Your task
Could you copy every record below exactly, leaving out the pictures?

──────────

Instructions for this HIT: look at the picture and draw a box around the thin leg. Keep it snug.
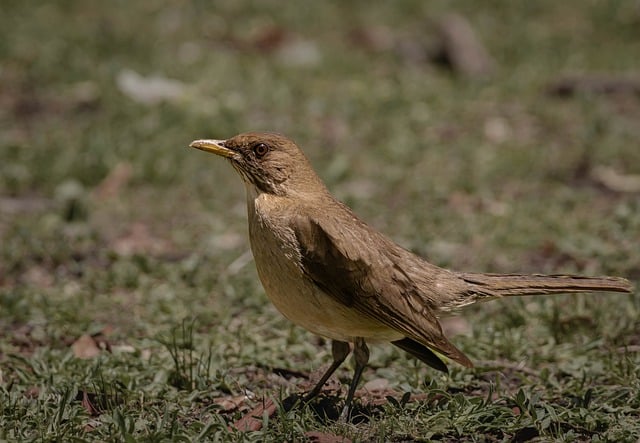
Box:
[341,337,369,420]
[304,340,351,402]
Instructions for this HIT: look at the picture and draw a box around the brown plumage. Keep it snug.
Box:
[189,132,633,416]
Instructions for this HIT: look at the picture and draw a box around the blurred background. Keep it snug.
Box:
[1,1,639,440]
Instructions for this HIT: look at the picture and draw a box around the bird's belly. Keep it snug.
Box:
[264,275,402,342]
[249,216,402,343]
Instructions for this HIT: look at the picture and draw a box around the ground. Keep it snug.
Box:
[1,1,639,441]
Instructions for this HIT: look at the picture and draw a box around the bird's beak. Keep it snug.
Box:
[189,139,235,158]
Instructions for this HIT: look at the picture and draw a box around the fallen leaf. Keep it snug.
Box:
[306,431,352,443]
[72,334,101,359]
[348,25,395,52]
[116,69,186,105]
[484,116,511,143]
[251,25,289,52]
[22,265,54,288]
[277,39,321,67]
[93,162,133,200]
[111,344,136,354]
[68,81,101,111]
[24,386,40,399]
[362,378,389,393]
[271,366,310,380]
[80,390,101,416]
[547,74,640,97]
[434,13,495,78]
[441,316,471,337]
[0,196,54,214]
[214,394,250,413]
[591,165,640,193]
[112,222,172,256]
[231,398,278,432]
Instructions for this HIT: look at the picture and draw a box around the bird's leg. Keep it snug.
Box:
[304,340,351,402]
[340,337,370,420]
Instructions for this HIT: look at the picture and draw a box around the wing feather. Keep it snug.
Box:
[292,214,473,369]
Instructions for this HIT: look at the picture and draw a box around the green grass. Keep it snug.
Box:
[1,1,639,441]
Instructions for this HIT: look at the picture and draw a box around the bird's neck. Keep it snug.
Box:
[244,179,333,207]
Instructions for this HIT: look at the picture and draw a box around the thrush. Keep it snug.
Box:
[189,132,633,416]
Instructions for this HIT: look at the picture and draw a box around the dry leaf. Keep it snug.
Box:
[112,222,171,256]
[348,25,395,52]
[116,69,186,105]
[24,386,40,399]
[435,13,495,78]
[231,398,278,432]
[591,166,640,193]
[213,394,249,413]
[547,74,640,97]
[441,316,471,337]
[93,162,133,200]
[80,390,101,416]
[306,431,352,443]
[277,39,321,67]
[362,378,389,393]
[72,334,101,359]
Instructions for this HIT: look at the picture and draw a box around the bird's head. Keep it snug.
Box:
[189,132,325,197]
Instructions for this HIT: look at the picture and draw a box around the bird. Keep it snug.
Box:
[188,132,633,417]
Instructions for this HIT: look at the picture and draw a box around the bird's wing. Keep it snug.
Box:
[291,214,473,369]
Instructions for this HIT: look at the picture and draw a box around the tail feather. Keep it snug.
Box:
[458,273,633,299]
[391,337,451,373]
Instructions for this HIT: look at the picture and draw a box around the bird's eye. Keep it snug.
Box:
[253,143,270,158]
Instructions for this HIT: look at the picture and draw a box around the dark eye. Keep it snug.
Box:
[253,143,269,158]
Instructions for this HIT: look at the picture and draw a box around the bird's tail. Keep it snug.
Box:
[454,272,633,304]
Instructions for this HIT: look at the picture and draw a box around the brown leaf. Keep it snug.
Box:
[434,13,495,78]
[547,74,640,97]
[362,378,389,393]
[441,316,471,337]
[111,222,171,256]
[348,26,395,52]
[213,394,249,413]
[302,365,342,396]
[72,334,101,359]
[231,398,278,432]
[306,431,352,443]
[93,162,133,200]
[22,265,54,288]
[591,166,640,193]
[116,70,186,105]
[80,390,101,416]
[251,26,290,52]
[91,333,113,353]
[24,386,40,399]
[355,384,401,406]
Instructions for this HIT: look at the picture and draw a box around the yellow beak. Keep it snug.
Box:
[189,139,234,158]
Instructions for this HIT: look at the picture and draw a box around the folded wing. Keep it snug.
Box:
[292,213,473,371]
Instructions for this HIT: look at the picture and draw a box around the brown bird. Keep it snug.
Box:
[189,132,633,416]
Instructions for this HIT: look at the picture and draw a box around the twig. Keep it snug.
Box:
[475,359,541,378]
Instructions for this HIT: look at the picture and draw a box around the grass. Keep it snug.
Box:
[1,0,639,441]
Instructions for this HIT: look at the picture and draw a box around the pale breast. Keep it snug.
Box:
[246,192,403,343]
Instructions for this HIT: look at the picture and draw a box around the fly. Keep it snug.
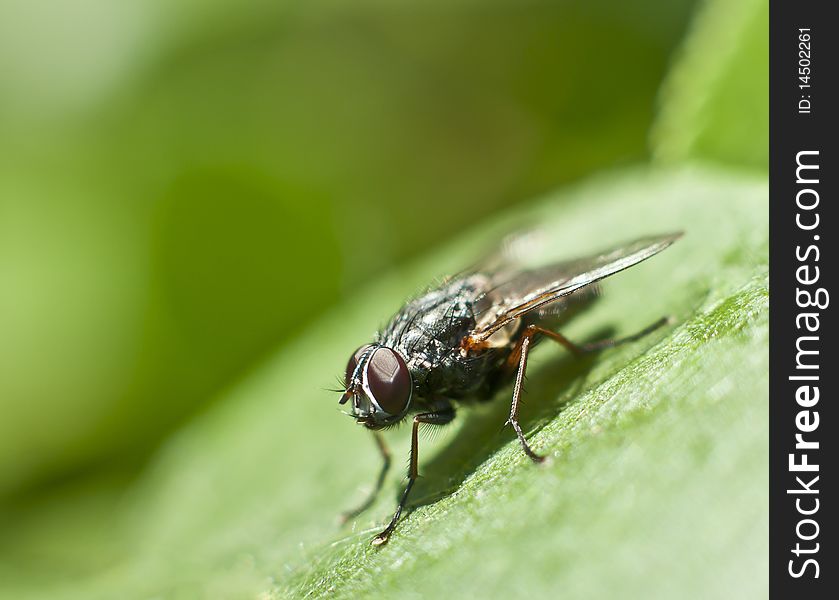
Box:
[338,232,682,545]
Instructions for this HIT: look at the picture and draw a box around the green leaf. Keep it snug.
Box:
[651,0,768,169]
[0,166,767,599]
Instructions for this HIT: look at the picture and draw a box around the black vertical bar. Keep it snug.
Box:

──────────

Solution below
Instructions for this HIT: look at the picture and draw a box around the thin leg. Keep it snug.
Box:
[341,337,369,420]
[304,340,351,402]
Instructions for this HIT: look at the picture and draw a box around the brown plumage. Keep it snug.
Box:
[189,132,633,416]
Instructions for this HIT: look at the picture and draw a box around the blurred background. Keep it snug.
Box:
[1,1,639,440]
Instructions for this HIT: look at the picture and draw a box around the bird's belly. Keep it snug.
Box:
[264,275,402,342]
[249,216,402,343]
Instructions for this HIT: look at the picture and draw a box around the ground. Keep it snug.
Box:
[1,1,639,441]
Instructions for this HIT: look at the picture and draw a box around the bird's beak. Keep it snug.
Box:
[189,139,235,158]
Instructions for this HIT: look at the picture and draw a box around the fallen leaf. Keep it snug.
Box:
[306,431,352,443]
[72,334,101,359]
[348,25,395,52]
[116,69,186,105]
[484,116,511,143]
[251,25,289,52]
[22,265,54,288]
[277,39,321,67]
[93,162,133,200]
[111,344,136,354]
[68,81,101,111]
[24,386,40,399]
[362,378,389,393]
[271,366,310,380]
[80,390,101,416]
[547,74,640,97]
[434,13,495,78]
[441,316,471,337]
[0,196,54,214]
[214,394,250,413]
[591,165,640,193]
[112,222,172,256]
[231,398,278,432]
Instructions for this HIT: look at the picture and draw a box around the bird's leg. Keep it snug.
Box:
[304,340,351,402]
[340,337,370,420]
Instructions for this HIT: look at the picture and draw a box around the wing feather. Keep it snug.
Box:
[292,214,473,369]
Instructions for this HIT: look at the picture and draw a box around the green grass. Keep it snug.
Box:
[1,1,639,441]
Instructions for this HIT: look at the picture and draw a box around the bird's neck. Keep it snug.
Box:
[244,179,333,207]
Instructions for this HIT: look at the picture and draw a box around the thrush. Keep it snug.
Box:
[189,132,633,416]
Instructions for this HIT: look at the picture and draw a box around the dry leaf. Keep it snug.
Box:
[112,222,171,256]
[348,25,395,52]
[116,69,186,105]
[24,386,40,399]
[435,13,495,78]
[231,398,278,432]
[591,166,640,193]
[213,394,249,413]
[547,74,640,97]
[441,316,471,337]
[93,162,133,200]
[80,390,101,416]
[306,431,352,443]
[277,39,321,67]
[362,378,389,393]
[72,334,101,359]
Instructions for this HIT: look at the picture and draw a box around the bird's head. Keep it snug.
Box:
[189,132,325,197]
Instructions for this HIT: look at the picture and draw a box around the bird. Keep it snug.
Box:
[188,132,633,417]
Instructions for this HIT: look at the picture and draw a box around the bird's wing. Keep it snug.
Box:
[291,214,473,369]
Instructions for this HIT: look at the picture and draw a box around the tail feather. Keep it snug.
Box:
[458,273,633,299]
[391,337,451,373]
Instructions for this HIT: look at the picture and draw a box around the bird's eye. Keep it snug.
Box:
[253,143,270,158]
Instructions for this HIT: look at the picture and draw a box around the dark eye. Keep it snug.
Box:
[253,143,269,158]
Instructions for this HIT: look at the picture and draw a box around the bird's tail. Keep it snug.
Box:
[454,272,633,304]
Instructions for this HIT: look at the picture and draw a box around the brown leaf. Keep it snug.
Box:
[434,13,495,78]
[547,74,640,97]
[362,378,389,393]
[441,316,471,337]
[111,222,171,256]
[348,26,395,52]
[213,394,249,413]
[302,365,342,396]
[72,334,101,359]
[231,398,278,432]
[306,431,352,443]
[93,162,133,200]
[22,265,54,288]
[591,166,640,193]
[116,70,186,105]
[80,390,101,416]
[251,26,290,52]
[91,333,113,353]
[24,386,40,399]
[355,384,401,406]
Instructions for this HIT: look at the picture and draw a box around the yellow beak. Keep it snug.
Box:
[189,139,234,158]
Instructions for this HIT: look at the picture and draw a box around the folded wing. Keep it snug.
Box:
[292,213,473,371]
Instructions for this HIT: look at the picture and draw a box around the brown bird. Keep it snug.
Box:
[189,132,633,416]
Instructions for this HIT: look at the picture and draw a box around the twig. Keep it snug.
Box:
[475,359,541,378]
Instructions for this HIT: look at the picture and draw a box around the grass. Keep it snug.
Box:
[1,0,639,441]
Instructions for this HIT: look at the picture and draw a box around the pale breast. Keep it snug.
Box:
[246,192,403,343]
Instructions for this HIT: look at the picture and draw a box around the fly. Keep it snug.
Box:
[338,232,682,545]
Instructions for this HIT: look at the picture and draw a box around the green leaf. Keep it snug.
Box:
[651,0,768,169]
[0,166,767,599]
Instructions for this HIT: look at the picture and draw a box around the black vertical bar. Keep it snug.
Box:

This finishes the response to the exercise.